The data
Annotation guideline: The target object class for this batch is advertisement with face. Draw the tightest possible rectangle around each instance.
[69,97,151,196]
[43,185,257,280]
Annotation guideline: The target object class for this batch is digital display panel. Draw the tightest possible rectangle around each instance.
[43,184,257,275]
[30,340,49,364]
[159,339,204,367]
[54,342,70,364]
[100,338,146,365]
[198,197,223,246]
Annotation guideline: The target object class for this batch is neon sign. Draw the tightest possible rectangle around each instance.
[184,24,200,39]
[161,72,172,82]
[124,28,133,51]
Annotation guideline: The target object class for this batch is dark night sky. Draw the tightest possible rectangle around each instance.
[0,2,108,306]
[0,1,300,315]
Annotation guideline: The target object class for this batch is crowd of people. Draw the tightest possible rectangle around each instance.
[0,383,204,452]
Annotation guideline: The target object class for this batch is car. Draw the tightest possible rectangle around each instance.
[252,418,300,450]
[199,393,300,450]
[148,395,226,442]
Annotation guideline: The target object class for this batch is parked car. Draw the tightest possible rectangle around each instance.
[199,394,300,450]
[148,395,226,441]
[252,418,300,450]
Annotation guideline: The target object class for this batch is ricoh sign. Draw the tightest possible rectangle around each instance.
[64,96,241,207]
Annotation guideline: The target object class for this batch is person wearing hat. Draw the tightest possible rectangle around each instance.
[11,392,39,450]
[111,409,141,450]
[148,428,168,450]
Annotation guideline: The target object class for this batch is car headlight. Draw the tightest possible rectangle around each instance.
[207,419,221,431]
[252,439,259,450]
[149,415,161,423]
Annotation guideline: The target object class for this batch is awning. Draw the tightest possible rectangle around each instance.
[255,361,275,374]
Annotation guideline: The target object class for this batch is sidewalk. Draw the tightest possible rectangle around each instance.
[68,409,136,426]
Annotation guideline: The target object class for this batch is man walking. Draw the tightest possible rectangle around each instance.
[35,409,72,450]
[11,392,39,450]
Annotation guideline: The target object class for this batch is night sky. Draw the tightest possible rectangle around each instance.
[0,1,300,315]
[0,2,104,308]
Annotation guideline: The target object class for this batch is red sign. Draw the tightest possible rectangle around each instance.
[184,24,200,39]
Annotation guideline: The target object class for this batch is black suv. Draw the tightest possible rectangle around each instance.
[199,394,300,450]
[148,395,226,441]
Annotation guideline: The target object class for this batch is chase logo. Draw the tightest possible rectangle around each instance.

Objective
Set down every record above again, word for word, in the same order.

Complete answer
Annotation guideline: The target object class for this batch is advertisement with face. Draw the tightest possible rectangle around each instance.
[69,97,151,196]
[43,185,257,280]
Annotation guideline: The target object class for this batch is digital display panel. Draw the tightest possible rectangle around each instance.
[43,184,257,275]
[30,340,49,364]
[159,339,204,367]
[54,342,70,364]
[100,338,146,365]
[198,197,223,246]
Annotation guideline: The target object class for this batch is neon sign. Draw the tightest possible rectangle around each instance.
[184,24,200,39]
[161,72,172,82]
[124,28,133,51]
Annotation guideline: The target object class for this batch is dark night sky. Draw the tightest possible rectangle around each instance.
[0,2,108,306]
[0,1,300,315]
Annotation guideline: The target object class for this batch is crowd of people. Draw the tightest possible rectangle around each instance.
[0,383,204,452]
Annotation guideline: The target object class for this batch is car. Draw the tightest possible rectangle around each instance.
[252,418,300,450]
[199,393,300,450]
[148,395,226,442]
Annotation guideline: The target object class for this batch is parked car. Draw the tightest possible rectangle around each instance.
[199,394,300,450]
[148,395,226,441]
[252,418,300,450]
Annotation guideline: The target object class for this batch is ricoh sign. Draw the tightest possible rectangle around each instance.
[64,96,241,207]
Annotation guideline: The target object class for this batch is person wearing hat. Draw the tightest possible rectangle around each instance.
[11,392,39,450]
[111,409,141,450]
[148,428,168,450]
Annotation guideline: The target object class for this batch is car headlight. Draw the tightest possible rectangle around each instance.
[207,419,221,431]
[252,439,259,450]
[149,415,161,423]
Annotation guideline: The target object class for this batch is awning. Draw the tightest possible rectangle around each instance.
[255,361,275,374]
Annotation guideline: The target object class for this batch is sidewalk. Draw the tightest possible rectangle around each instance.
[68,409,136,426]
Annotation guideline: The target object class for this batch is man walking. Draw the tightest possible rectangle around each instance.
[35,409,72,450]
[11,392,39,450]
Annotation guideline: The target object class for this batch is night sky. Draw the tightest possible rectangle around each instance.
[0,1,300,315]
[0,2,104,308]
Annotation guideline: The target object class for this batch is red sign. Draw the tightest possible rectangle around each instance.
[184,24,200,39]
Annotation guideline: The target object class for this batch is black suv. Draw the tightest possible rectangle around each instance.
[199,394,300,450]
[148,395,226,441]
Annotation guideline: The target object class for this batch is chase logo. Draw the tightest possible rectangle around each instance.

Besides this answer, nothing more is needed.